Texto de origen:
↓↓↓

Félix creó un narrador espectacular, capaz de ser juez y parte, testigo y protagonista de una historia que se extiende a lo largo de quinientas quince páginas. Un solo punto de vista, aparentemente, un solo narrador en primera persona, pero aparente he dicho, en realidad  este personaje narrador que no tiene nombre o que tiene cualquier apelativo: Es Campeón u otra cosa si el interlocutor es Robertón Pérez; Machi, Michi, mi Chichi si es la Samaritana quien le nombra. Narrador y personaje que se desdobla, que es testigo y actuante en cada caso, que lo ve y lo sabe todo, por lo que adquiere rasgo de omnisciente sin serlo. De hecho se convierte en una especie de conciencia crítica, un eje conductor que en ese desdoblamiento señalado consigue narrarse a sí mismo, como si se mirara en el espejo; logra focalizar determinadas situaciones como si se tratara de una tercera persona. Una voz narrativa conducida como sólo puede hacerlo un escritor que ha alcanzado la maestría y agudeza que caracterizan a Félix Luis Viera, quien además de contar con un talento probado, ha dedicado su vida a perfeccionar el lenguaje y las técnicas de la narración.

Sólo estas cualidades permitieron  concebir  un personaje-narrador que cuenta una historia en más de quinientas páginas sin agobiar al lector. El hecho de que ese narrador lograse autocaracterizarse de la manera que se da en esta novela, es un fenómeno que merece un estudio particular.

Probablemente uno de los retos más complejos y significativos para un escritor es la el diseño de los personajes. No es cosa simple dotarlos de sicología y comportamiento, evadir los antagonismos que no sean propios de su caracterización.  Visto de otro modo, el personaje tiene que ser convincente y tener la autonomía suficiente.  Sólo  es un buen personaje aquel que es capaz de ser una referencia más allá de la obra misma donde se le da vida. Hablamos, desde luego, de esa autonomía  que propicia una relación comunicativa con el lector al punto de quedarse en el recuerdo como referente permanente. Félix Luis Viera nos ha dejado en su obra una serie de personajes memorables, presentes en el recuerdo por lo que hacen y dicen, por su ubicación en determinados contextos y por lo cercano a nuestras propia expectativas. Robertón Pérez es uno de ellos, lo es la Samaritana. Vale este ejemplo de lo que estamos afirmando, porque podemos estar en la acera opuesta a las características del personaje, que pueden ser cualquiera de los antes mencionados, pero llegamos a quererlo, respetarlo y solidarizarnos con él frecuentemente. En cierto momento el personaje-narrador  reprende a la Samaritana, lo califica  (yegua, le dice), y uno  llega a sentir no sólo compasión, sufre la agresión como propia, a pesar de que ya contamos con la información necesaria para saber que la reprimenda se debe a los excesos melosos de la Samarita, porque hay una amistad profunda entre ellos.

↑↑↑

Material proporcionado:
↓↓↓

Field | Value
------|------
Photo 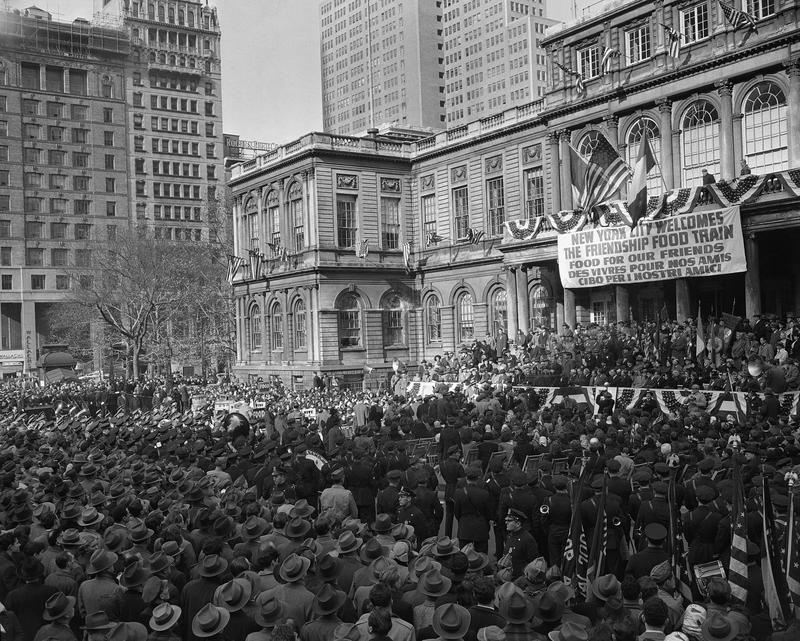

↑↑↑

Qué debes hacer: ¿Podrías continuar el comentario crítico sobre la novela de Félix Luis Viera a partir de su última oración?

Resultado del ejercicio:
He dicho que El Corazón del Rey no es una novela política, pero sí es una obra  de profundo aliento social. Cuestiona, denuncia, critica y sobre todo hace interrogaciones constantes, que probablemente sean los más agudos cuestionamiento. No podía ser de otro modo, porque parte de la vivencia de un pueblo durante una época donde justamente abundan los cuestionamientos, las interrogantes y los desafíos. Hay en todo eso un sabor amargo, un tono de frustración y nostalgia, no de agresividad ni de crítica panfletaria.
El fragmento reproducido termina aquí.